### Selected excerpt
CAPE CANAVERAL, Florida (Reuters) ? NASA intends to cancel plans to join Europe on a Mars sampling mission that is considered important to learning if life appeared beyond Earth as the U.S. space agency balances out a virtually flat $17.7 billion budget for 2013, officials said on Monday.
NASA's proposal leaves Europe without a key partner for a proposed two-spacecraft mission to collect and return soil samples from Mars. The so-called Exobiology on Mars, or ExoMars, probes are targeted to launch in 2016 and 2018.
The United States wants to recast its Mars exploration program to include both science and human exploration goals, NASA Administrator Charlie Bolden said at a news conference to unveil the agency's proposed budget for the fiscal year beginning October 1. The agency's current budget is $17.8 billion.
"Despite a constrained fiscal environment, this budget continues to aggressively implement the space exploration program agreed to by the president and a bipartisan majority in Congress," Bolden said. "The time for debate about our future is over. We have a solid plan."
"The Holy Grail of Mars exploration is sample return," NASA's associate administrator, John Grunsfeld, told reporters on a conference call. "Those (ExoMars) missions on our current budget trajectory were not executable."
Instead, the agency wants to combine elements of its human space program with technology demonstrations and space science for an alternative Mars mission, such as an advanced communications satellite, that could launch in 2018 or 2020. Earth and Mars favorably align for launches every 18 months.
######
### Information shown
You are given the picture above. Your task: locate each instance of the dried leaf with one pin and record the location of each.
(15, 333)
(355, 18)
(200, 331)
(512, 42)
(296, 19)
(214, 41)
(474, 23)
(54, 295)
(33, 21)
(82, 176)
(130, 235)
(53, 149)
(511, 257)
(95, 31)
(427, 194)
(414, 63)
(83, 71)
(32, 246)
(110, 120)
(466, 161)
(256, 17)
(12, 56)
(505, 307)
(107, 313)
######
→ Requirement A
In the article on NASA's 2013 budget and its Mars plans, in which years are the ExoMars probes targeted to launch?
→ Requirement B
Go on with the article on NASA's 2013 budget and its Mars plans, starting right after its last sentence.

→ Written response A
2016 and 2018

→ Written response B
Overall, the Obama administration wants to spend $4.9 billion on space science, including $1.2 billion for planetary missions, $628 million on the successor to the Hubble Space Telescope - the delayed and over-budget James Webb Space Telescope - and $1.8 billion on Earth science projects.
FOCUS ON HUMAN SPACE PROGRAMS
Most of NASA's proposed budget remains focused on human space programs, with $3 billion to support International Space Station research, maintenance and staffing, and $3.9 billion to design a capsule and rocket that can fly astronauts to the moon, asteroids, Mars and other destinations beyond the station's 240-mile (385-km) orbit.
The budget includes a final $70.6 million to close out the space shuttle program and transfer the three retired orbiters to museums. The aging shuttles were retired last year.
It also includes $830 million to spur development of privately owned space taxis to ferry astronauts to the space station, a $100 billion laboratory owned by the United States, Russia, Europe, Japan and Canada.
The new spending plan includes $99 million that could be spent to speed up space taxi development or to buy more seats aboard Russian Soyuz capsules, which are currently the only vehicles flying crew to the space station. NASA pays Russia about $60 million per person for rides.
The budget also includes $699 million for space technology research and development; $552 million for aeronautics; $619 million for construction, including development of a multi-use launch pad at the Kennedy Space Center; $100 million for education; and $2.8 billion for support of the agency's 10 centers.
For the fiscal 2012 year that ends on September 30, NASA intends to spend $3 billion on overhead, including administrative travel and information technology.
The plan drew immediate fire from the non-profit Planetary Society, a space science advocacy group.
"The priorities reflected in this budget would take us down the wrong path," Planetary Society chief Bill Nye said in a statement.
"Science is the part of NASA that's actually conducting interesting and scientifically important missions. The country needs more of these robotic space exploration missions, not less," Nye said.